Cuando hablamos de escritoras mexicanas siempre recordamos a Rosario Castellanos, Elena Garro o Laura Esquivel, pero a muchos se les olvida que Josefina Vicens (1911-1988) es considerada como la Juan Rulfo femenina por su genio y prosa. De padre español y de madre tabasqueña, nació en Villahermosa, siendo la segunda hija de cinco hermanas. Su amor por las letras provino de su abuelo materno, Constantino Maldonado, que fue un autor publicado. Seis años después de nacer, la familia Vicens se mudó a la Ciudad de México para tener mejores oportunidades económicas.
Josefina Vicens no tuvo una vida académica como otros escritores de la época; estudió la primaria e hizo una carrera comercial. Consiguió su primer trabajo antes de los quince años como secretaria en las oficinas de Transportes México-Puebla, puesto que le abrió las puertas para diversos cargos públicos como ser secretaria del director del Hospital General La Castañeda, secretaria de León García en la Cámara de Senadores y secretaria taquimecanógrafa del Sindicato de Trabajadores de la Producción Cinematográfica (STPC). En éste último descubrió el cine y el guionismo, y entre 1970 y 1976, se convirtió en presidente de la Comisión de Premiación de la Academia Mexicana de Artes y Ciencias Cinematográficas y fungió también como vicepresidente de la Sociedad Nacional de Escritores de México de 1987 a 1988.

■ ■ ■ ■ ■

Comprueba tu comprensión
A. Transcribe tal cual, del texto sobre Josefina Vicens, el tramo que abre con las palabras que contienen "Josefina Vicens no" y cierra con "1987 a 1988.".
B. Prolonga el texto sobre Josefina Vicens desde donde se detiene.

■ ■ ■ ■ ■

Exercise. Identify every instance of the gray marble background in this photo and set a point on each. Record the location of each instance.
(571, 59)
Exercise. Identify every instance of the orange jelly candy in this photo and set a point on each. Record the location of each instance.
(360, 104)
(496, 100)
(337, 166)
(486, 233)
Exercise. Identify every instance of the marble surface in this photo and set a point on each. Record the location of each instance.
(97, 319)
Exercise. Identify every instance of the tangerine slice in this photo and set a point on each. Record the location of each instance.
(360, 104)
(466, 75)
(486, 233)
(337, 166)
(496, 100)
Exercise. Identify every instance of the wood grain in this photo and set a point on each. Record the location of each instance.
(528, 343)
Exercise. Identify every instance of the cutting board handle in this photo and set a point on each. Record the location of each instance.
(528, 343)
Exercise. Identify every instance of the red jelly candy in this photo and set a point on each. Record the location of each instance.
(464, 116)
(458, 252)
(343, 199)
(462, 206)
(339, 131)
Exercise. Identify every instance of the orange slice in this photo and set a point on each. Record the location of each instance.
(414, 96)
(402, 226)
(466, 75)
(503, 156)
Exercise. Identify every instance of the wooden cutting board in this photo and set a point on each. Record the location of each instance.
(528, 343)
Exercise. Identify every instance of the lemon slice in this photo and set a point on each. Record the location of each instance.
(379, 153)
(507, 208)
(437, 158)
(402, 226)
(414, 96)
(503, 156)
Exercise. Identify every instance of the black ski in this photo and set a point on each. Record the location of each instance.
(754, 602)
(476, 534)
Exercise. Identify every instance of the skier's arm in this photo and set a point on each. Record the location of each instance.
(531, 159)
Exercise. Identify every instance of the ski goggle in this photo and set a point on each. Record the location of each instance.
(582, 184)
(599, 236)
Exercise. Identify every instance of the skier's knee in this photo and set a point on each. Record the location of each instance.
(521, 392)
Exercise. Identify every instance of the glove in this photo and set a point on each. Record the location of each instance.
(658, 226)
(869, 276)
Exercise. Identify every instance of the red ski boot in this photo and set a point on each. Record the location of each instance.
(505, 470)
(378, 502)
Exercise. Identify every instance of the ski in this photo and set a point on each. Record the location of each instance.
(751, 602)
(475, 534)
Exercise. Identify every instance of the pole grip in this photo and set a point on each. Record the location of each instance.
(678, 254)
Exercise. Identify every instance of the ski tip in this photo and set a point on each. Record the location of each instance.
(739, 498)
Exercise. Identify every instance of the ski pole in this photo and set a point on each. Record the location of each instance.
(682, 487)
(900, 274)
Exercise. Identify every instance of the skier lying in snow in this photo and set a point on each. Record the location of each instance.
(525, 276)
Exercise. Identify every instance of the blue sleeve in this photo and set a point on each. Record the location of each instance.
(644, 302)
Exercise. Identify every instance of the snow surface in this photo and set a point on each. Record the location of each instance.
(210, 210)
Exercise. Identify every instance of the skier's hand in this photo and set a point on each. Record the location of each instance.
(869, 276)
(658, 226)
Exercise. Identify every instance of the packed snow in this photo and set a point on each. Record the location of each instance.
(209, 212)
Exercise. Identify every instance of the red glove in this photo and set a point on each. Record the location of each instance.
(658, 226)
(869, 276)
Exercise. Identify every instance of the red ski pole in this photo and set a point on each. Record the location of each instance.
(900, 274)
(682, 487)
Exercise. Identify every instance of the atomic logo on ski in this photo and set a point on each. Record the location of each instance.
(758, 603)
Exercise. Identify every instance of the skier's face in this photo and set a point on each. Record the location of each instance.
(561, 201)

■ ■ ■ ■ ■

Tus respuestas
A.
Josefina Vicens no tuvo una vida académica como otros escritores de la época; estudió la primaria e hizo una carrera comercial. Consiguió su primer trabajo antes de los quince años como secretaria en las oficinas de Transportes México-Puebla, puesto que le abrió las puertas para diversos cargos públicos como ser secretaria del director del Hospital General La Castañeda, secretaria de León García en la Cámara de Senadores y secretaria taquimecanógrafa del Sindicato de Trabajadores de la Producción Cinematográfica (STPC). En éste último descubrió el cine y el guionismo, y entre 1970 y 1976, se convirtió en presidente de la Comisión de Premiación de la Academia Mexicana de Artes y Ciencias Cinematográficas y fungió también como vicepresidente de la Sociedad Nacional de Escritores de México de 1987 a 1988.

B.
Con tezón y determinación, siempre quiso ser una mujer independiente. Sus escasos estudios no la mermaron intelectualmente gracias a su gran curiosidad y a su voluntad autodidacta para aprender de libros y de sus experiencias. Su interés por la escritura comezó a florecer desde joven. En un mundo laboral como el periodístico en el que sólo se admitían hombres, Josefina Vicens tuvo que firmar con varios seudónimos masculinos sus trabajos escritos. Cuando hacía crónica taurina en la revista Sol y Sombra era Pepe Faroles; cuando escribía de política era Diógenes García; cuando escribía de cine, sus tres personalidades coincidían como autores en una misma publicación.
A partir de 1950, cuando el Distrito Federal era considerado el centro de la modernidad del país y era un punto de reunión para intelectuales y artistas, Vicens se decantó por escribir dos novelas. Una de ellas es El libro vacío. Publicada en 1958, ésta es una novela que profundiza sobre la imposibilidad de escribir y sobre el impedimento para dejar de hacerlo. Su protagonista José García quiere hacer una novela y decide tener dos libretas, una, donde apunta recuerdos y opiniones, y la otra, que se convertirá en una obra importante cuando pula sus pensamietos.
Este libro es una radiografía de la familia mexicana de esa época. José es un hombre de 56 años que dejó su sueño de ser marinero para convertirse en una persona gris que trabaja de contador y que cumple con los monótonos requisitos que impone la sociedad, como una familia, una casa y diversas comodidades. Su esposa, a sus ojos, es una mujer abnegada y sin un desarrollo profesional, aunque para el lector es un modelo de sabiduría, fortaleza y estabilidad. Sus dos hijos, con los que no puede comunicarse, son un adolescente que estudia leyes y que tiene una novia mayor que él, y un pequeño lleno de imaginación; ambos representan la vida que dejó, llena de pasión y emociones. Incluso, tiene una amante, una viuda joven alegre y estrepitosa, totalmente contraria de carácter del de su mujer.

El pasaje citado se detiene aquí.